## GIVEN EXERCISE
Your task is to copy the listing exactly, with the pictures left out.

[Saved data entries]
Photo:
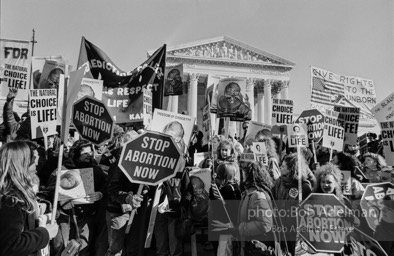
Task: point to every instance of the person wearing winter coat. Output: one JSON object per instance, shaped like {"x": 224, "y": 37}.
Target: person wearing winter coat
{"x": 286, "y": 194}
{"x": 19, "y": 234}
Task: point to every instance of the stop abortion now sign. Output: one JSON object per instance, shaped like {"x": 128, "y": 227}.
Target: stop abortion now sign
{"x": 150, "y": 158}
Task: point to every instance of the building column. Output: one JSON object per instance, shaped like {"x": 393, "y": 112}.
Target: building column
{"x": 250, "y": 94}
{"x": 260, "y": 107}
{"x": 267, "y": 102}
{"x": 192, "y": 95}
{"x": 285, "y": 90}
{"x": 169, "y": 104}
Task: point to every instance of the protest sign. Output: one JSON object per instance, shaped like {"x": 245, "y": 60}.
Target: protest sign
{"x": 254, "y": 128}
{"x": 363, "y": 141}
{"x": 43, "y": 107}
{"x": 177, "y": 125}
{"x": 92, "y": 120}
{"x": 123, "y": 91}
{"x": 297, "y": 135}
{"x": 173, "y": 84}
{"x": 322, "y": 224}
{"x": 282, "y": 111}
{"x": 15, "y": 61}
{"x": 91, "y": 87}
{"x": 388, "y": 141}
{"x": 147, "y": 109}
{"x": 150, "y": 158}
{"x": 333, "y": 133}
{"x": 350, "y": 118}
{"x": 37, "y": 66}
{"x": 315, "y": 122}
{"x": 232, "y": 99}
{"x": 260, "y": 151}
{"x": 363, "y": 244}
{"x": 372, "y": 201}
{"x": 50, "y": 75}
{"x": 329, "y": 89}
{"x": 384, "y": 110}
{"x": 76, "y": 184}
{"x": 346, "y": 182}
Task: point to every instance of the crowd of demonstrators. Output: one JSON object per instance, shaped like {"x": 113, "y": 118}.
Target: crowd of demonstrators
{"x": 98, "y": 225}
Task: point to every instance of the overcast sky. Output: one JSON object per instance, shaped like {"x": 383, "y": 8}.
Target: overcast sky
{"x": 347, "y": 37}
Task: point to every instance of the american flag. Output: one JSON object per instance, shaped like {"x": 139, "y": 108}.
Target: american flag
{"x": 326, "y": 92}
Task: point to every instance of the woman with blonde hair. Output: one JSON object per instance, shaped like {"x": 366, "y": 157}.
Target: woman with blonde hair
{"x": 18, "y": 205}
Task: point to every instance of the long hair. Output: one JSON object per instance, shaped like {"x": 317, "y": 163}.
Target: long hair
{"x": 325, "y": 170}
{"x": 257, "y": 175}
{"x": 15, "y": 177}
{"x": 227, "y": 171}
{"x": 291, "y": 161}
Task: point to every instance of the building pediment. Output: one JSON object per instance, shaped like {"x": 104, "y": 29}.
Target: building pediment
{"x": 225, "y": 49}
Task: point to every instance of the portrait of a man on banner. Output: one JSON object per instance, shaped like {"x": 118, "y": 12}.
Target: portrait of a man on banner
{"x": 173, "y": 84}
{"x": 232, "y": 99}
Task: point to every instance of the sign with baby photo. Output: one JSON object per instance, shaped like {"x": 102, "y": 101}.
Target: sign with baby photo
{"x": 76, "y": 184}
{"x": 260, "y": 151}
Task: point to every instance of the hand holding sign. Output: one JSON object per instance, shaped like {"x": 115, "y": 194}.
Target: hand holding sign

## SOLUTION
Photo:
Task: point to every instance of the person wearing winter coat. Output: one JSON object per instance, shaped like {"x": 224, "y": 37}.
Target: person wearing winter coat
{"x": 286, "y": 194}
{"x": 19, "y": 234}
Task: point to every instance of the stop abortion now sign. Output: one JSON object per instance, shaped like {"x": 128, "y": 227}.
Target: stop abortion now sign
{"x": 150, "y": 158}
Task: point to every instance of the building column. Output: one JSON object per instance, shaped like {"x": 393, "y": 112}.
Target: building column
{"x": 250, "y": 94}
{"x": 260, "y": 107}
{"x": 267, "y": 102}
{"x": 192, "y": 95}
{"x": 285, "y": 90}
{"x": 169, "y": 104}
Task: point to every instance of the protest sign. Output: one JSON object per instance, shaped like {"x": 245, "y": 60}.
Target: protest sign
{"x": 254, "y": 128}
{"x": 363, "y": 141}
{"x": 43, "y": 107}
{"x": 177, "y": 125}
{"x": 92, "y": 120}
{"x": 123, "y": 91}
{"x": 297, "y": 135}
{"x": 173, "y": 84}
{"x": 322, "y": 224}
{"x": 282, "y": 111}
{"x": 15, "y": 61}
{"x": 91, "y": 87}
{"x": 388, "y": 141}
{"x": 147, "y": 109}
{"x": 150, "y": 158}
{"x": 333, "y": 133}
{"x": 350, "y": 118}
{"x": 37, "y": 66}
{"x": 315, "y": 122}
{"x": 232, "y": 99}
{"x": 260, "y": 151}
{"x": 363, "y": 244}
{"x": 372, "y": 201}
{"x": 50, "y": 75}
{"x": 329, "y": 89}
{"x": 384, "y": 110}
{"x": 76, "y": 184}
{"x": 346, "y": 182}
Task: point to every instance of the crowd of demonstrators. Output: one JSON object per instance, shaped like {"x": 113, "y": 118}.
Target: crowd of demonstrators
{"x": 98, "y": 225}
Task: point to every instance of the overcast sky. Output: one JSON object per instance, shaped like {"x": 383, "y": 8}.
Target: overcast sky
{"x": 347, "y": 37}
Task: point to every instance of the american flag. Output: one JSON object per instance, shaped like {"x": 139, "y": 108}.
Target: american flag
{"x": 326, "y": 92}
Task: point to every instance of the woman with blonde hair. Output: one JSON object per instance, shaped like {"x": 366, "y": 157}.
Target: woman with blonde hair
{"x": 18, "y": 205}
Task: point to every instance of the long hair. Output: one JSON object per instance, shaped like {"x": 317, "y": 163}.
Target: long hair
{"x": 325, "y": 170}
{"x": 257, "y": 175}
{"x": 15, "y": 177}
{"x": 227, "y": 171}
{"x": 291, "y": 161}
Task: point to every instance of the building pediment. Output: one JSON object per instance, shaped like {"x": 104, "y": 29}.
Target: building pediment
{"x": 225, "y": 49}
Task: point to every instance of the portrait of a man on banner. Output: one JSON object per instance, shaped like {"x": 118, "y": 12}.
Target: portrait of a man on banner
{"x": 173, "y": 84}
{"x": 232, "y": 99}
Task: point to every instance of the sign with baby photo. Output: one JSON object per instance, shaped like {"x": 102, "y": 101}.
Target: sign with baby photo
{"x": 76, "y": 184}
{"x": 260, "y": 151}
Task: point to every instance of the hand holding sign. Output: one JSON object per instance, shaped like {"x": 115, "y": 194}.
Target: hand holding sign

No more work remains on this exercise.